Repeat exactly, and only, the lines from the line containing "Q: Provide one" through the last line of the records below, including both.

Provided data: Begin

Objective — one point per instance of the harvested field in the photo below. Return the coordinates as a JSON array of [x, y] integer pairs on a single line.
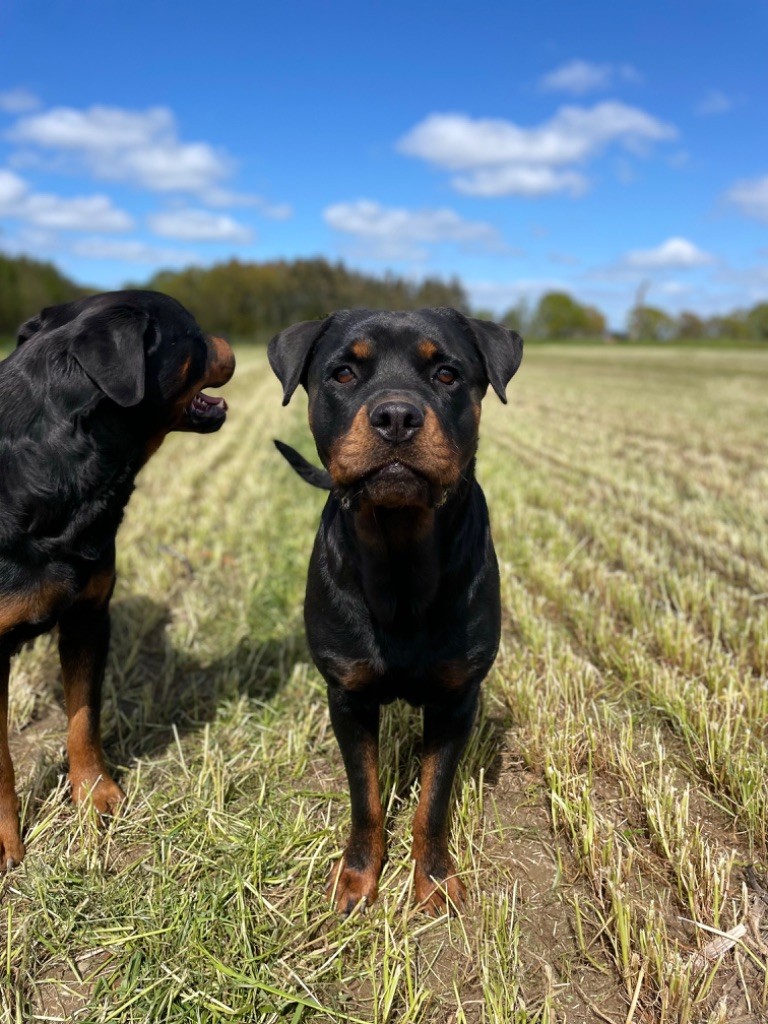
[[611, 809]]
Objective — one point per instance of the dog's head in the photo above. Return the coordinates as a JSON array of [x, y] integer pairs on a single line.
[[394, 397], [141, 349]]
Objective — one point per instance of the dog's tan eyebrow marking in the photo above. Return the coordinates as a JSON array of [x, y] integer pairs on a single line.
[[363, 349]]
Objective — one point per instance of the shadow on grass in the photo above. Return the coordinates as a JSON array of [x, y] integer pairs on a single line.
[[155, 691]]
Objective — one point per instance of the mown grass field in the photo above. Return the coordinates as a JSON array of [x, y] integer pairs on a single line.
[[611, 809]]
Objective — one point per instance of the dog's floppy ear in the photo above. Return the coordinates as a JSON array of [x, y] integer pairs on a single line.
[[501, 351], [110, 347], [27, 330], [290, 350]]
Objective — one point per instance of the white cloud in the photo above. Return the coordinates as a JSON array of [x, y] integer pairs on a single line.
[[751, 197], [139, 147], [715, 101], [80, 213], [674, 252], [580, 77], [18, 100], [519, 179], [199, 225], [390, 232], [131, 251], [499, 158]]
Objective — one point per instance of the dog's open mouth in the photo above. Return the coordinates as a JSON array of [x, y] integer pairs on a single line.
[[206, 412]]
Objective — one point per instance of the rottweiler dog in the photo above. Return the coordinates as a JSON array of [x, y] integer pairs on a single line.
[[402, 597], [86, 398]]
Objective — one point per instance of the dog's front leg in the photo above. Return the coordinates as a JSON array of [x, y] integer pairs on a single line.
[[445, 734], [355, 877], [11, 847], [83, 645]]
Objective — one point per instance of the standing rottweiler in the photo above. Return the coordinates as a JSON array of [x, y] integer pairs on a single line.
[[402, 596], [85, 399]]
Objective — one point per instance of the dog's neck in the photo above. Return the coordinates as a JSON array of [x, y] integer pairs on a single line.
[[404, 552]]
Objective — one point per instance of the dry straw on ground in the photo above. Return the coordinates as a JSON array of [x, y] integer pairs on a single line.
[[613, 794]]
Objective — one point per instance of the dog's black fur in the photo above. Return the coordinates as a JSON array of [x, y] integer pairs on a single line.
[[88, 395], [402, 596]]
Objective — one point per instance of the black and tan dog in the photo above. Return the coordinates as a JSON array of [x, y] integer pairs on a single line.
[[87, 396], [402, 597]]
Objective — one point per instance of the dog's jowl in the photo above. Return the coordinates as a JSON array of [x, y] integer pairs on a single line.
[[88, 395], [402, 596]]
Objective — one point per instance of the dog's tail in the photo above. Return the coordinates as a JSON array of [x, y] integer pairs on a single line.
[[317, 477]]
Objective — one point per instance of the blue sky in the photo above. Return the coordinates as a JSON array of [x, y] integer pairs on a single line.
[[593, 147]]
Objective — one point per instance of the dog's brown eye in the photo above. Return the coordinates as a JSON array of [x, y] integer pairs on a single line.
[[445, 376]]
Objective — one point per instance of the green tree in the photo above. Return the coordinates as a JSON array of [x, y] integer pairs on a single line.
[[689, 326], [28, 286], [558, 315], [757, 322], [650, 324]]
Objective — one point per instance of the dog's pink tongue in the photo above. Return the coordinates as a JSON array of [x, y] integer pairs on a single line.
[[208, 399]]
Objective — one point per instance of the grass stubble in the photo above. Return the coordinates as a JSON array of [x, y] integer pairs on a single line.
[[611, 808]]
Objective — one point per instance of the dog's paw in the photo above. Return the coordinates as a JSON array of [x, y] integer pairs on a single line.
[[11, 847], [435, 896], [348, 887], [97, 787]]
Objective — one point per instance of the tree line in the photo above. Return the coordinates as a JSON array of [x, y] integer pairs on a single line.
[[246, 300]]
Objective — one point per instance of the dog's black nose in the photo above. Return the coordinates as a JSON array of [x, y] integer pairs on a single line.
[[396, 421]]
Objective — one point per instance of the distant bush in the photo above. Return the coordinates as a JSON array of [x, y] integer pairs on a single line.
[[246, 299], [27, 286]]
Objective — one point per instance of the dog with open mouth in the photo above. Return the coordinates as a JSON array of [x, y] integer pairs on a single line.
[[402, 597], [89, 394]]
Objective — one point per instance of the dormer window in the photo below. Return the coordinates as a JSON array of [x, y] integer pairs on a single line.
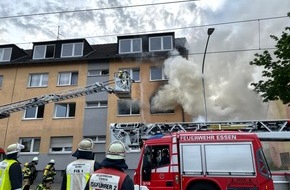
[[5, 54], [160, 43], [130, 45], [43, 51], [72, 50]]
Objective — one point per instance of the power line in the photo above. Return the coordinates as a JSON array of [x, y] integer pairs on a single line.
[[191, 27], [181, 28], [96, 9]]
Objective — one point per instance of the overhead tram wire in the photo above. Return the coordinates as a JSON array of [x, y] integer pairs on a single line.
[[97, 9], [180, 28]]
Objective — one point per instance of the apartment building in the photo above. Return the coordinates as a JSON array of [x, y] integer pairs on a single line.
[[53, 131]]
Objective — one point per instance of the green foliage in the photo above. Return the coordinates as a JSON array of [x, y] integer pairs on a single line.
[[276, 71]]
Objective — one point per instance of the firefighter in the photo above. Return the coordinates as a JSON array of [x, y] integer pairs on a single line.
[[29, 173], [10, 169], [49, 171], [78, 172], [46, 184], [112, 172]]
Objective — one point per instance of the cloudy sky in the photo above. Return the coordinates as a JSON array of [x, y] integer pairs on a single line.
[[242, 27]]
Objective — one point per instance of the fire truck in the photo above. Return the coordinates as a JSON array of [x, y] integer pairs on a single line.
[[207, 156], [2, 154]]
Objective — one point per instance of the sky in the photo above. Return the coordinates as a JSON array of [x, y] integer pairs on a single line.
[[242, 28]]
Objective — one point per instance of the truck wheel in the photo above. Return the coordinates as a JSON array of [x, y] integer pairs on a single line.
[[203, 186]]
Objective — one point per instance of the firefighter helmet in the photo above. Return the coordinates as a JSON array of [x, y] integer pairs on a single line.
[[116, 150], [14, 148], [86, 144]]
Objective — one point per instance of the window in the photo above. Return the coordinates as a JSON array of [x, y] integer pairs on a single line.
[[31, 145], [34, 113], [61, 144], [72, 50], [67, 78], [161, 43], [95, 104], [157, 73], [1, 80], [155, 110], [97, 72], [5, 54], [38, 80], [130, 45], [154, 157], [98, 139], [43, 51], [223, 158], [128, 107], [134, 73], [64, 110]]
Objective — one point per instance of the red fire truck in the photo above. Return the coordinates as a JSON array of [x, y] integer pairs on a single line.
[[203, 160]]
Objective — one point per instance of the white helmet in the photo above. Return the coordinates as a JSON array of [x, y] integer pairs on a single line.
[[116, 150], [86, 145], [14, 148]]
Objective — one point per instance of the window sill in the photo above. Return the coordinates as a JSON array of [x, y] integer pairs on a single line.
[[58, 153]]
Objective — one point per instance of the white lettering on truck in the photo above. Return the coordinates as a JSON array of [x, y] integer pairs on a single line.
[[208, 137]]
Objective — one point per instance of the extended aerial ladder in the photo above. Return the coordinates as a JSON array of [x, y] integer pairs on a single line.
[[122, 89], [132, 134]]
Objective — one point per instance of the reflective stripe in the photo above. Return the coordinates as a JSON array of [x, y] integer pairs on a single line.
[[174, 139], [174, 149], [174, 159], [162, 169], [174, 169]]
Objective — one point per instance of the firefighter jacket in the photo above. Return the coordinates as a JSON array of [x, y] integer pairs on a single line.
[[111, 176], [29, 171], [80, 155], [49, 171], [41, 187], [78, 173], [10, 173], [107, 178]]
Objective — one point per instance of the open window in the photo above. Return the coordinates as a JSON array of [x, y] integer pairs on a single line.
[[154, 157]]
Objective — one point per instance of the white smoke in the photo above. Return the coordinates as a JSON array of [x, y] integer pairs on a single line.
[[228, 97]]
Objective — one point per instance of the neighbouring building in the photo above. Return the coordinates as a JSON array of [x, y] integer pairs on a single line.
[[53, 131]]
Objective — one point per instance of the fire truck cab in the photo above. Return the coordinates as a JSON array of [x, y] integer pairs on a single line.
[[203, 160]]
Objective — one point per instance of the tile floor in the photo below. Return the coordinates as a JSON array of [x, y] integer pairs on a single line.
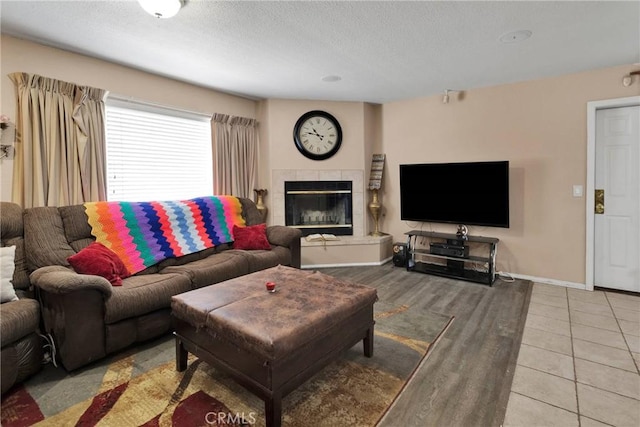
[[578, 362]]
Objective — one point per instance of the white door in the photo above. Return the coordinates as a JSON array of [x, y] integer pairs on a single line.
[[617, 228]]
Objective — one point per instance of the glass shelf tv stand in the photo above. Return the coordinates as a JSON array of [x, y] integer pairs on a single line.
[[447, 255]]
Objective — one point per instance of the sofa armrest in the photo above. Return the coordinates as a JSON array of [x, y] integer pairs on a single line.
[[62, 280], [73, 312], [288, 237]]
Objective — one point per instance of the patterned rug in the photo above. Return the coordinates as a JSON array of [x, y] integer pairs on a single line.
[[141, 387]]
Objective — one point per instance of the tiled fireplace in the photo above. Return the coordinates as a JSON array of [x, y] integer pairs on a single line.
[[355, 177], [319, 207], [357, 248]]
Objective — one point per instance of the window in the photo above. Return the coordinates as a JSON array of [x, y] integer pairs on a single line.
[[156, 153]]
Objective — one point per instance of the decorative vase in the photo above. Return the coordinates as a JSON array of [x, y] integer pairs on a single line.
[[260, 203], [374, 209]]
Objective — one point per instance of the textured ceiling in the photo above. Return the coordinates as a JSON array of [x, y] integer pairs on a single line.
[[384, 51]]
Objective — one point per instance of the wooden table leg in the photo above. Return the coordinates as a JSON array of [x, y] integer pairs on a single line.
[[273, 411], [367, 343], [181, 355]]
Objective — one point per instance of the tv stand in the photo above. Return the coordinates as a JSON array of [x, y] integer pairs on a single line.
[[447, 255]]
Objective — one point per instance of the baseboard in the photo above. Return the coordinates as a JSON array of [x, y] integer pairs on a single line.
[[353, 264], [547, 281]]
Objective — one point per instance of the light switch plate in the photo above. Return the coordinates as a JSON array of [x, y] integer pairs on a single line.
[[578, 191]]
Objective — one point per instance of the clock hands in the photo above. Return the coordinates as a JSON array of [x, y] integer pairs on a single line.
[[315, 132]]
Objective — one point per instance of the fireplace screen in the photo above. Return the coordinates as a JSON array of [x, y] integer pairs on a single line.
[[319, 207]]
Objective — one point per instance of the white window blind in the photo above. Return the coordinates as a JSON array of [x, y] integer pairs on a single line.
[[156, 153]]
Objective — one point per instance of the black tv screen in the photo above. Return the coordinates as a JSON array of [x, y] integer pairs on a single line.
[[472, 193]]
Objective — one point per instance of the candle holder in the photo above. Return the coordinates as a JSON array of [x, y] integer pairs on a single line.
[[260, 193], [374, 208]]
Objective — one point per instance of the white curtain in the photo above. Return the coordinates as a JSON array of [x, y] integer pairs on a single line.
[[235, 152]]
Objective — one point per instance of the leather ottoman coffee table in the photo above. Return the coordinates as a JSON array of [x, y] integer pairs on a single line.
[[272, 342]]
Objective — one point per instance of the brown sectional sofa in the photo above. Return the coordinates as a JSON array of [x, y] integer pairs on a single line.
[[89, 318], [21, 350]]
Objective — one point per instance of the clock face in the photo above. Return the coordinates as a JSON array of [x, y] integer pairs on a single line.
[[317, 135]]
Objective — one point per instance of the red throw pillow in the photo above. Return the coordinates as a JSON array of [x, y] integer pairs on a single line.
[[99, 260], [251, 237]]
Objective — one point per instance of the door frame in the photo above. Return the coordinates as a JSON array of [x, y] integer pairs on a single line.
[[592, 108]]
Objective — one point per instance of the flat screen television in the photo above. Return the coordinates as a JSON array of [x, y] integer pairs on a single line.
[[471, 193]]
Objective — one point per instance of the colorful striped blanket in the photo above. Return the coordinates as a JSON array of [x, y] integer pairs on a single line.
[[145, 233]]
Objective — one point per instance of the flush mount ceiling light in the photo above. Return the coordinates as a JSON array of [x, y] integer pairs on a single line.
[[161, 8], [515, 36], [628, 79], [331, 78], [447, 97]]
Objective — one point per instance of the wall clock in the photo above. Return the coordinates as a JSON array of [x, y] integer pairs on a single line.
[[317, 135]]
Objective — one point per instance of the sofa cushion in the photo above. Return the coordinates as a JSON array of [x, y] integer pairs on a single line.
[[261, 260], [45, 241], [214, 269], [99, 260], [251, 237], [143, 294], [76, 226], [7, 267], [12, 231], [19, 318]]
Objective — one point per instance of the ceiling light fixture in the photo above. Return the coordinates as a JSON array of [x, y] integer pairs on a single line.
[[628, 79], [515, 36], [331, 78], [161, 8]]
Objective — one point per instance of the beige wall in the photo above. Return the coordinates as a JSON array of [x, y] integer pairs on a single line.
[[22, 56], [540, 127]]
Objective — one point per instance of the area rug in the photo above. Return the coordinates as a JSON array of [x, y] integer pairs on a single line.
[[143, 388]]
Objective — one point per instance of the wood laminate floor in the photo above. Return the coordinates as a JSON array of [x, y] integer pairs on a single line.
[[467, 378]]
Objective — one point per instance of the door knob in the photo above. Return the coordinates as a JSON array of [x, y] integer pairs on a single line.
[[599, 208]]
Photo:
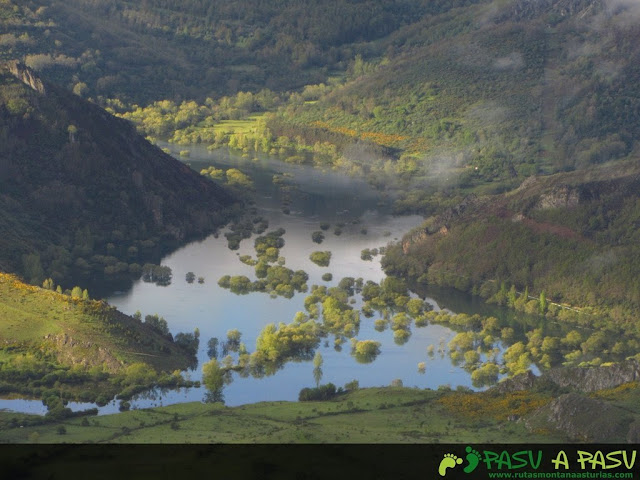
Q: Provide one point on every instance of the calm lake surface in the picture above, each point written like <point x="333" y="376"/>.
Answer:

Provided data: End

▶ **Solution to the problem**:
Q: Provide one point on every instance of the calm lake surface in the picture above, each point written like <point x="333" y="376"/>.
Answer:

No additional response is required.